Quando o câncer não é tratado no início, a mulher pode apresentar sangramento durante a relação sexual, sangramento espontâneo que não corresponde a menstruação, além de dor, secreções incomuns e forte odor vaginal. “Estamos nessa luta há mais de 20 anos sem conseguir mudar essa triste realidade. E apesar do câncer não escolher idade ou classe social, é verificada uma incidência maior em mulheres não brancas (60%) e mais de 2/3 delas com menos de 8 anos de escolaridade. Ou seja, é um problema social também, que atinge mulheres que moram na periferia, ou ainda em regiões remotas do país”, comenta a Dra. Neila.
Câmara Técnica
Uma ferramenta que pode ser utilizada, especialmente para mulheres que vivem longe dos grandes centros, é a autocoleta. Um kit contendo uma escova para raspagem intravaginal e frasco com líquido apropriado pode ser obtido no SUS. O material proveniente da raspagem é encaminhado ao laboratório, podendo inclusive ser enviado pelo correio. Sua análise poderá constatar se existe o DNA do HPV, o que levaria, em caso afirmativo, a outros exames mais específicos.

REGISTROS FORNECIDOS.
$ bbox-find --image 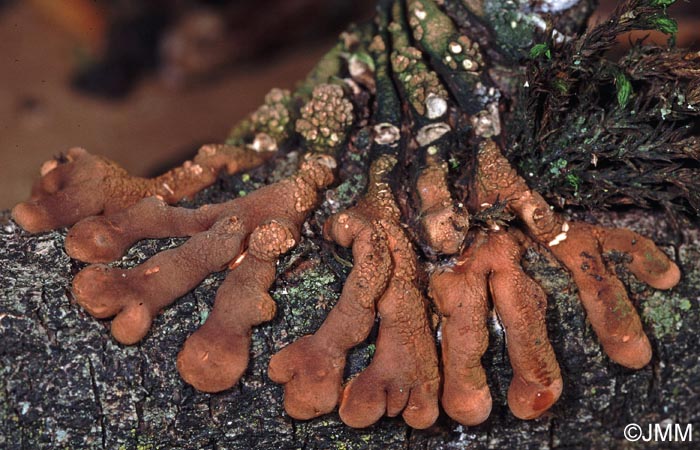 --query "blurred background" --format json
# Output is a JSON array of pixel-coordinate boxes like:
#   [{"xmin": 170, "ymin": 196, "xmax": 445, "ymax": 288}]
[{"xmin": 0, "ymin": 0, "xmax": 700, "ymax": 209}]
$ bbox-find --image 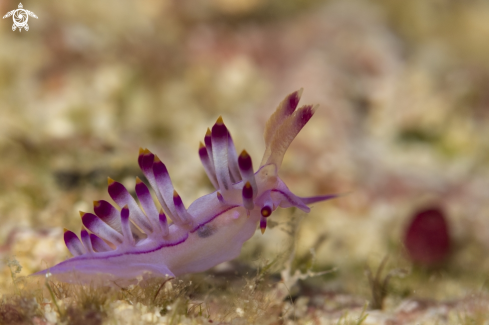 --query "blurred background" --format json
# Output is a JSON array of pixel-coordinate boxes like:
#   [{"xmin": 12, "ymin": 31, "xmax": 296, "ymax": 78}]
[{"xmin": 0, "ymin": 0, "xmax": 489, "ymax": 299}]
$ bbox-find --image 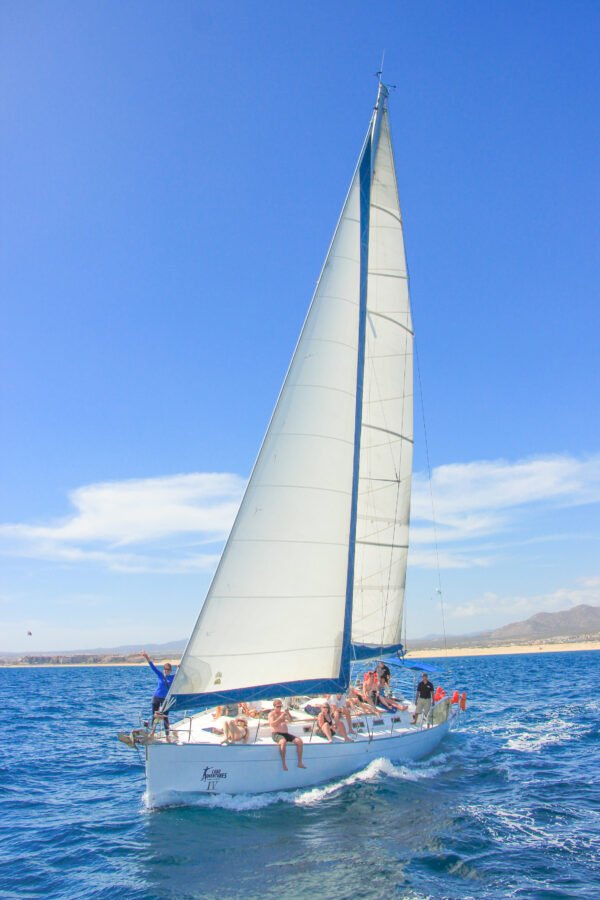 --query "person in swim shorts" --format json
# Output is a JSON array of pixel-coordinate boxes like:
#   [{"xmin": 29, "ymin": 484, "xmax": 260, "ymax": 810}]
[{"xmin": 269, "ymin": 700, "xmax": 306, "ymax": 772}]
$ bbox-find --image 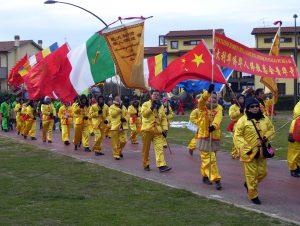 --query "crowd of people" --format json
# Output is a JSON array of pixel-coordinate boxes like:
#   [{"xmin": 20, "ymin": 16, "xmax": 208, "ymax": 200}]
[{"xmin": 0, "ymin": 84, "xmax": 300, "ymax": 204}]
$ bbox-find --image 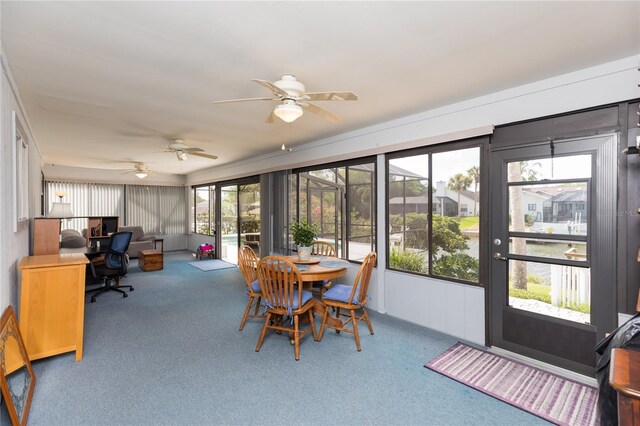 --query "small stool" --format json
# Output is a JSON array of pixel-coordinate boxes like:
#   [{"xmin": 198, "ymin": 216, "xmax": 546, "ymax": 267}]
[
  {"xmin": 196, "ymin": 249, "xmax": 213, "ymax": 260},
  {"xmin": 138, "ymin": 250, "xmax": 163, "ymax": 272}
]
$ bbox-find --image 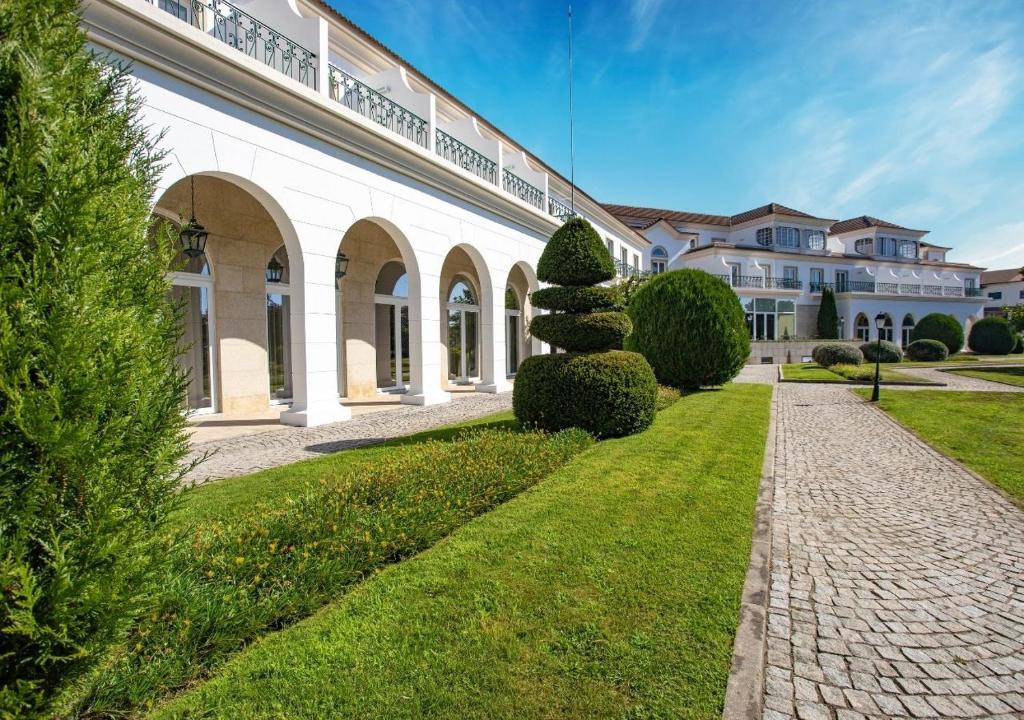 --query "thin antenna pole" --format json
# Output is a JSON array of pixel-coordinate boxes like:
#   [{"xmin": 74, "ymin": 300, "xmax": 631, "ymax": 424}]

TAREFA PROPOSTA. No texto do exercício, transcreva sem alterações o trecho que começa em "Quando o câncer" e termina em "a Dra. Neila.". Baseie-se somente no texto do exercício.

RESPOSTA.
Quando o câncer não é tratado no início, a mulher pode apresentar sangramento durante a relação sexual, sangramento espontâneo que não corresponde a menstruação, além de dor, secreções incomuns e forte odor vaginal. “Estamos nessa luta há mais de 20 anos sem conseguir mudar essa triste realidade. E apesar do câncer não escolher idade ou classe social, é verificada uma incidência maior em mulheres não brancas (60%) e mais de 2/3 delas com menos de 8 anos de escolaridade. Ou seja, é um problema social também, que atinge mulheres que moram na periferia, ou ainda em regiões remotas do país”, comenta a Dra. Neila.